## SET TASK 1
Reproduce the forum thread below word for word between "Do you have" and "snbase (Sep 21, 2008)", inclusive.

** Start of TEXT SHOWN **

# New system build turns on but won't boot, not even bios! help



## snbase (Sep 20, 2008)

This is my 3rd system build and having a very irritating problem.  I bought a ECS G31T-M motherboard along with a e8500 processor and a 1gb stick of ocz high performance premium module DDR2 800mhz.  When i start it up the system hangs.  It doesn't beep *but all the fans and lights go on like normal. It goes to the boot screen and lists my cpu and memory but stops there.  It says to press (DEL) to enter bios or (F11) for BBS popup.  But nothing happened when i tried both.  I tried clearing the cmos by both reseeding the jumper and also removing the cmos battery and when i did this it no longer had the option to boot into bios(DEL).  This is really getting frustrating and don't know what the problem is.



New Build System Specs:

ECS G31T-M Motherboard
Intel E8500 Duo Core2
1gb OCZ DDR2 800mhz memory
Ultra Power Supply 750pro Lifetime Series
250gb WD Hard Drive SATA
LG DVD-RW Burner
Antec 900 Case*


----------



## farlex85 (Sep 20, 2008)

It's possible the board does not support wolfdales w/o a bios flash. You may need to put an older 65nm chip in there and flash the latest bios first. Also double check all power connections.


----------



## Cold Storm (Sep 20, 2008)

Do you have another chip that you can put in the board?
From the website it shows that the last update that they did for the bios was for the 45nm chips... So, with that it might be the problem.


----------



## snbase (Sep 21, 2008)

I do have a socket 775 chip but it is not dual core, its just a single core pentium 4.  How can i run a boot to flash the bios?  Ive tried making a bootable floppy disk but it doesnt even seem to read it, no lights go on on the drive.


----------



## Kursah (Sep 21, 2008)

If you have a USB drive you can do it that way too...or make a bootable CD.

Toss in that Pentium 4 and see if you can get it to POST first tho.

Make a bootable USB drive: http://www.student.livjm.ac.uk/cmpsgoos/usb_bootdrive_guide.htm

I've used it for video and MB flashing many times w/o any issues.

** End of TEXT SHOWN **
** Start of RECORDS TO USE **

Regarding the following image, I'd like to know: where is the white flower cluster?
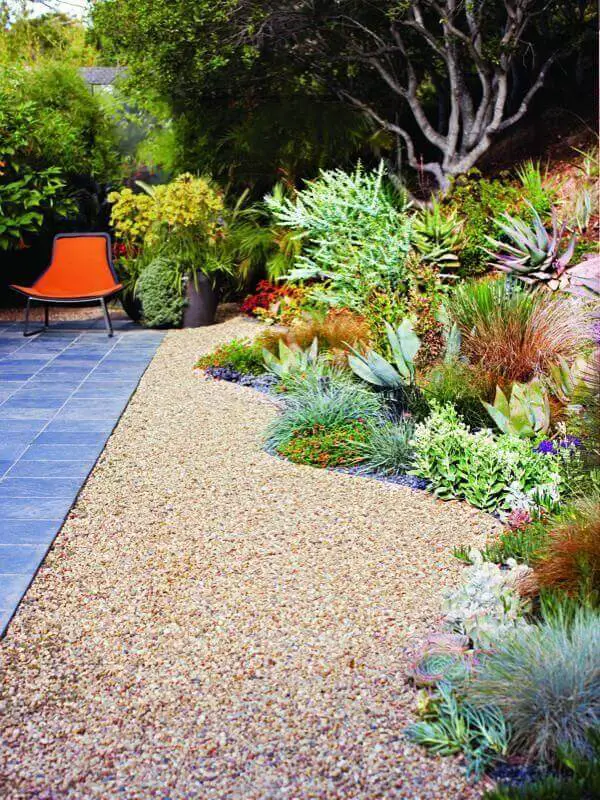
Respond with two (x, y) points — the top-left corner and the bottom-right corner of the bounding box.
(443, 550), (530, 649)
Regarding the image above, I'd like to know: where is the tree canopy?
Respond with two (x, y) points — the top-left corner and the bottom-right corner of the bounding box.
(93, 0), (596, 187)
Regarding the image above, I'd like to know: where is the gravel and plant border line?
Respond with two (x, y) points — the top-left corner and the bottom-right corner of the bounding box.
(0, 318), (494, 800)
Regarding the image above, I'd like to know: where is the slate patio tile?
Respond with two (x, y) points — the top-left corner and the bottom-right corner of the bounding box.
(0, 573), (32, 609)
(9, 458), (97, 483)
(0, 444), (33, 461)
(0, 478), (81, 499)
(0, 403), (58, 420)
(0, 419), (46, 432)
(0, 544), (47, 576)
(21, 442), (103, 462)
(43, 417), (118, 433)
(35, 430), (109, 447)
(0, 519), (59, 547)
(0, 390), (70, 411)
(0, 497), (72, 520)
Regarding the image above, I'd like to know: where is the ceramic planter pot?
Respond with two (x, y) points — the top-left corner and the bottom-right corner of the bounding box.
(120, 290), (142, 322)
(182, 272), (219, 328)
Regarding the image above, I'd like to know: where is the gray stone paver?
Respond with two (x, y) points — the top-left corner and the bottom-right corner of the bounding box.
(0, 320), (164, 636)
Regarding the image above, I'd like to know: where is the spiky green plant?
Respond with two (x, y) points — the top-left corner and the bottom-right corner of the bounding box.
(412, 201), (462, 278)
(266, 371), (381, 450)
(516, 159), (556, 214)
(262, 336), (319, 378)
(482, 378), (550, 437)
(469, 606), (600, 765)
(357, 420), (415, 475)
(406, 682), (510, 776)
(487, 205), (577, 291)
(348, 319), (421, 389)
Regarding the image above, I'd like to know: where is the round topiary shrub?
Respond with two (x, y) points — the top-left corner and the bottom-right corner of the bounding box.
(137, 257), (185, 328)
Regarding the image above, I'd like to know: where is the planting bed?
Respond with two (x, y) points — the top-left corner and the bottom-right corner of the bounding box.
(0, 319), (495, 800)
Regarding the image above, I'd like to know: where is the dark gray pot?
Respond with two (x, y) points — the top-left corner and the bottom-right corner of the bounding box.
(182, 272), (219, 328)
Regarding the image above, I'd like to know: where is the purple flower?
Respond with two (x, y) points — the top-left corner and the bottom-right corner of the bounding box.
(535, 439), (556, 453)
(559, 435), (581, 447)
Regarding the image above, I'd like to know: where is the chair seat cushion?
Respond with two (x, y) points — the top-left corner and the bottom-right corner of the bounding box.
(10, 283), (123, 301)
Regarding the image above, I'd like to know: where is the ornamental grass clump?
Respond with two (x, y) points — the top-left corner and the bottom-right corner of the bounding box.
(523, 496), (600, 603)
(357, 419), (415, 476)
(447, 280), (589, 386)
(266, 371), (381, 452)
(469, 606), (600, 766)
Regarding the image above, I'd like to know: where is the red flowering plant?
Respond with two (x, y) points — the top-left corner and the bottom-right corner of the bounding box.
(241, 281), (304, 322)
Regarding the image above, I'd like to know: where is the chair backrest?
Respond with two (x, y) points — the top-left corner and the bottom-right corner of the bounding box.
(35, 233), (118, 297)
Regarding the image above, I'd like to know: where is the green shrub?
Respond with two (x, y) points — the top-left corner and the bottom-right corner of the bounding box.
(423, 360), (493, 428)
(447, 169), (519, 276)
(267, 161), (411, 312)
(412, 406), (561, 511)
(278, 420), (368, 467)
(357, 420), (415, 475)
(484, 768), (600, 800)
(469, 607), (600, 765)
(266, 373), (381, 451)
(0, 62), (119, 250)
(196, 339), (265, 375)
(137, 257), (186, 328)
(0, 61), (119, 181)
(474, 521), (548, 564)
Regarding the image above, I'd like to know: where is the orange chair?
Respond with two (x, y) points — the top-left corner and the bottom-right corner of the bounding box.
(11, 233), (123, 336)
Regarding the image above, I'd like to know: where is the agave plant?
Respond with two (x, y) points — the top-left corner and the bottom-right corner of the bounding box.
(482, 378), (550, 437)
(412, 201), (462, 278)
(486, 205), (577, 291)
(263, 336), (319, 378)
(348, 319), (421, 389)
(546, 357), (585, 403)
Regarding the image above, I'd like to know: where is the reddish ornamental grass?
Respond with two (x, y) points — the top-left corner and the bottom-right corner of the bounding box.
(522, 500), (600, 595)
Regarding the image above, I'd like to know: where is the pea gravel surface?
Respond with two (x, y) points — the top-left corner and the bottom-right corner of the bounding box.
(0, 318), (493, 800)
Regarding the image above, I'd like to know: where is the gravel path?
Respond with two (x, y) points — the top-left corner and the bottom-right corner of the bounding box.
(0, 319), (491, 800)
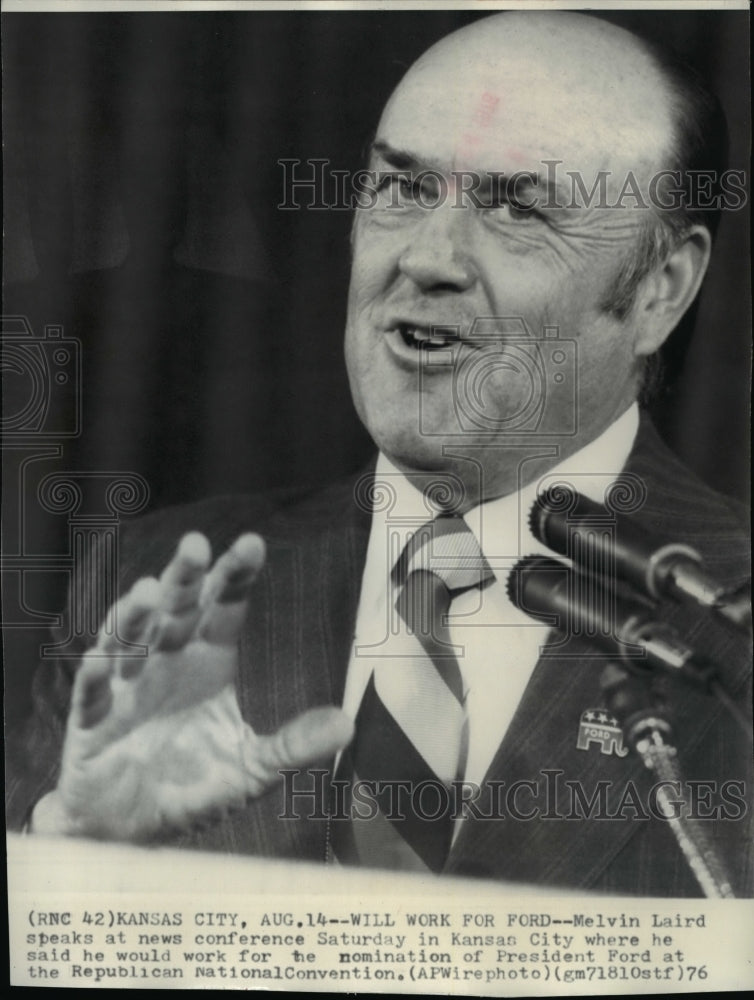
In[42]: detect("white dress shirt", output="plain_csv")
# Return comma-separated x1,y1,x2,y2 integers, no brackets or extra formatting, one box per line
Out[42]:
343,404,639,784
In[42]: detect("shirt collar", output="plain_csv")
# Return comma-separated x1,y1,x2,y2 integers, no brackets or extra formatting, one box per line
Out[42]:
373,403,639,572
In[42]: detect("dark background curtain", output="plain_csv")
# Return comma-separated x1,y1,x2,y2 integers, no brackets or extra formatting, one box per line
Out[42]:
3,11,750,717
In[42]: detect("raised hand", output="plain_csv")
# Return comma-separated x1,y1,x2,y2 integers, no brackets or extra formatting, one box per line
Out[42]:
31,533,353,841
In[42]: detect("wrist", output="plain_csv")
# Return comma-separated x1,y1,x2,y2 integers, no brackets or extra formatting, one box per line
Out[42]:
28,791,80,837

** End of RECORDS TO USE **

## SET TASK 2
Write out the rows again between the lines holding "the chair backrest?" and "(35, 233), (118, 297)", inclusive, with each line's request kept but every coordinate in the answers shifted by -110. Return only those lines.

## COMPLETE ANSWER 1
Do you have another chip that you can put in the board?
From the website it shows that the last update that they did for the bios was for the 45nm chips... So, with that it might be the problem.


----------



## snbase (Sep 21, 2008)

## COMPLETE ANSWER 2
Regarding the image above, I'd like to know: where is the chair backrest?
Respond with two (x, y) points — the top-left corner and the bottom-right corner of the bounding box.
(-75, 123), (8, 187)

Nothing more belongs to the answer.